Written instruction: Update the items below by changing every "grower's notes" to "survey log", keeping everything else the same.

(Point placement records)
● ● ● ● ●

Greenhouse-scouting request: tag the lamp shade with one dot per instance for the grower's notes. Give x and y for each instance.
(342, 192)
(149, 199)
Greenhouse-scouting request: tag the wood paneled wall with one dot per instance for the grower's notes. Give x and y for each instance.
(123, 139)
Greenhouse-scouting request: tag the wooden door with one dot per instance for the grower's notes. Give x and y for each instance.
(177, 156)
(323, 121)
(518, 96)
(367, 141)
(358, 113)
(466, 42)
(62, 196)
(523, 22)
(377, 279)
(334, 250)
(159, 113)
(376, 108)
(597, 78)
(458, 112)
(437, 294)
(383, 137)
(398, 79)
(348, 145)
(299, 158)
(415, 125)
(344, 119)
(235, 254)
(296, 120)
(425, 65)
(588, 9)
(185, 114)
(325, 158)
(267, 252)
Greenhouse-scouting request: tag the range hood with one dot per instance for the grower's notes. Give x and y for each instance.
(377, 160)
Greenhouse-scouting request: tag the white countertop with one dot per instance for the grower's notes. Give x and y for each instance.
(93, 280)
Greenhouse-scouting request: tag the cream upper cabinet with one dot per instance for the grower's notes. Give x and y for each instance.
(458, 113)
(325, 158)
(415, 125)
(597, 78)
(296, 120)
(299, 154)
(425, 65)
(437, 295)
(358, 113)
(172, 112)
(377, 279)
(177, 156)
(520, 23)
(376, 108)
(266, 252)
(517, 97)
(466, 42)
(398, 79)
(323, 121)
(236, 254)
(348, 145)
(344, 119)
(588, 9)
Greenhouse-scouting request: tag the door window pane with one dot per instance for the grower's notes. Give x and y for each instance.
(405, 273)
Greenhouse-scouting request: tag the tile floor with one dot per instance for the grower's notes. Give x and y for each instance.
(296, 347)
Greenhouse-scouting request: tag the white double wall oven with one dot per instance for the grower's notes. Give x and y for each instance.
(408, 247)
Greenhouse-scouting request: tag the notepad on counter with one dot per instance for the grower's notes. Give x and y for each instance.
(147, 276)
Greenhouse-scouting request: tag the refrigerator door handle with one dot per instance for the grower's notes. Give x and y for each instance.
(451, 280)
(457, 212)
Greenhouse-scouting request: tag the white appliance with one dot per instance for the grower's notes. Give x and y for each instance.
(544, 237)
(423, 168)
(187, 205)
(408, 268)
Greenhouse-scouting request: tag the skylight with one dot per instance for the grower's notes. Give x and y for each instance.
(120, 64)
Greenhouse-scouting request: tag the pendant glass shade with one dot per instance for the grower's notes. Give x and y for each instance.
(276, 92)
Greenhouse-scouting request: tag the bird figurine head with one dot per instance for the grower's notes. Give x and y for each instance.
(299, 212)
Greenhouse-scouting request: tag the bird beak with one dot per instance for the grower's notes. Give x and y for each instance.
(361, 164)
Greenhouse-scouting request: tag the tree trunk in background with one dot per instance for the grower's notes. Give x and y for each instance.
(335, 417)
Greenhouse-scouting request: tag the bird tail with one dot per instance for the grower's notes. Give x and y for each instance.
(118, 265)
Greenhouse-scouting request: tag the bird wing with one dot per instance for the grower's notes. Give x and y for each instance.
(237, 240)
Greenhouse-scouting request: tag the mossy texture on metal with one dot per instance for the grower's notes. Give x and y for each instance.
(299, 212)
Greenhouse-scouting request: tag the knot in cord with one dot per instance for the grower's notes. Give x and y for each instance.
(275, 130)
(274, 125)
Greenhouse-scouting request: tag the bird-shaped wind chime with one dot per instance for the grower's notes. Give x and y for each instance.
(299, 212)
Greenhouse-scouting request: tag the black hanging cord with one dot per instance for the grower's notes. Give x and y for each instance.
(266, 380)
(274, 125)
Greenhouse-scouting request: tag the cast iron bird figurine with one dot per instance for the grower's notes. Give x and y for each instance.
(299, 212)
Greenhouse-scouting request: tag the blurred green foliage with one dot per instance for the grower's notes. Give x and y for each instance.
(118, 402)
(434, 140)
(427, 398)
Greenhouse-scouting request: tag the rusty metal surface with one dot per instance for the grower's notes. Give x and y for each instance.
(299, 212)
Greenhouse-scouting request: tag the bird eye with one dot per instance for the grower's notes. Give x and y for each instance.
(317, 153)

● ● ● ● ●

Output of the exercise:
Greenhouse-scouting request: tag the lamp shade with one dot per instance for the survey log. Give x and y for each instance.
(342, 192)
(149, 199)
Greenhouse-scouting request: tag the wood paneled wall with one dot per instance for the survey log. Give x and y for each instance.
(123, 139)
Greenhouse-scouting request: tag the wooden door with one dot per instance for the survey log. Give x and y for each instance.
(177, 156)
(323, 121)
(518, 96)
(367, 141)
(358, 113)
(466, 42)
(62, 196)
(523, 22)
(377, 279)
(334, 250)
(159, 113)
(376, 108)
(597, 78)
(458, 112)
(437, 294)
(383, 137)
(398, 79)
(348, 145)
(299, 158)
(415, 125)
(344, 119)
(235, 254)
(296, 120)
(425, 65)
(588, 9)
(185, 114)
(325, 158)
(267, 252)
Greenhouse-scouting request: tag the range hood with one dot per instance for the survey log. Give x and y for each instance.
(377, 160)
Greenhouse-scouting request: tag the white countertop with one dot per instance for the survey log. Give x and y for each instance.
(93, 280)
Greenhouse-scouting request: tag the cream upper cabinet with one dot per instance for the survey log. Give x and y for each instance.
(458, 113)
(325, 158)
(415, 125)
(597, 78)
(296, 120)
(299, 154)
(425, 65)
(437, 295)
(358, 113)
(172, 112)
(377, 279)
(177, 156)
(520, 23)
(376, 108)
(266, 252)
(517, 97)
(466, 42)
(398, 79)
(323, 121)
(236, 254)
(348, 145)
(344, 119)
(588, 9)
Greenhouse-scouting request: tag the door window pane with one dot per instance for the survey log. Give x and y for each instance.
(405, 273)
Greenhouse-scouting request: tag the tile floor with one dot per instance for the survey log. Give x and y for each instance.
(296, 347)
Greenhouse-scouting request: tag the white double wall oven with one dot per instance for the survey log. Give x and y for each instance.
(408, 247)
Greenhouse-scouting request: tag the notepad on counter with one dot per instance for the survey log. Give x and y for each instance.
(147, 276)
Greenhouse-scouting request: tag the refrigerator door handle with one dot per instance for the survey log. Give x and y for each instance.
(451, 280)
(457, 212)
Greenhouse-scouting request: tag the white appliance with one dot per instance for the survey log. Give x and y for each instance.
(544, 237)
(423, 168)
(187, 205)
(408, 268)
Greenhouse-scouting request: tag the skylight with one dot per instance for the survey log. Give x and y for each instance.
(120, 64)
Greenhouse-scouting request: tag the pendant glass shade with one dot per instance for the survey log. Give x and y for each instance.
(276, 92)
Greenhouse-scouting request: tag the bird figurine head with one dot per instance for the survey log. Give x and y for each instance.
(299, 212)
Greenhouse-scouting request: tag the bird beak with one dot per instance for the survey log. Give x and y for each instance.
(361, 164)
Greenhouse-scouting request: tag the tree trunk in background with one dot per instance for the survey log. Give x and y for each instance.
(335, 417)
Greenhouse-scouting request: tag the bird tail with one dot per instance for the survey log. Give x and y for each instance.
(118, 265)
Greenhouse-scouting request: tag the bird wing with one dot per instance for the survey log. Give x and y for each instance.
(237, 240)
Greenhouse-scouting request: tag the mossy texture on metal with one dot per instance for the survey log. Give x and y for each instance.
(299, 212)
Greenhouse-scouting request: tag the knot in cord with one dot per instance for the survey log. Give x and y for each instance.
(275, 130)
(274, 125)
Greenhouse-scouting request: tag the bird-shaped wind chime with one dot per instance for the survey log. Give x and y for each instance.
(299, 212)
Greenhouse-scouting request: tag the black hanging cord with one dot per instance for the survey log. Give x and y for each instance.
(266, 380)
(274, 125)
Greenhouse-scouting request: tag the cast iron bird figurine with one dot per instance for the survey log. Give x and y for each instance.
(299, 212)
Greenhouse-scouting request: tag the blurred green foliage with one dot per instance for the survey log. Give x and y for each instance.
(118, 402)
(434, 140)
(427, 398)
Greenhouse-scouting request: tag the rusty metal surface with one dot per instance for the survey log. Give x and y for each instance.
(299, 212)
Greenhouse-scouting request: tag the bird eye with one dot per instance for the survey log. Give x and y for each instance.
(317, 153)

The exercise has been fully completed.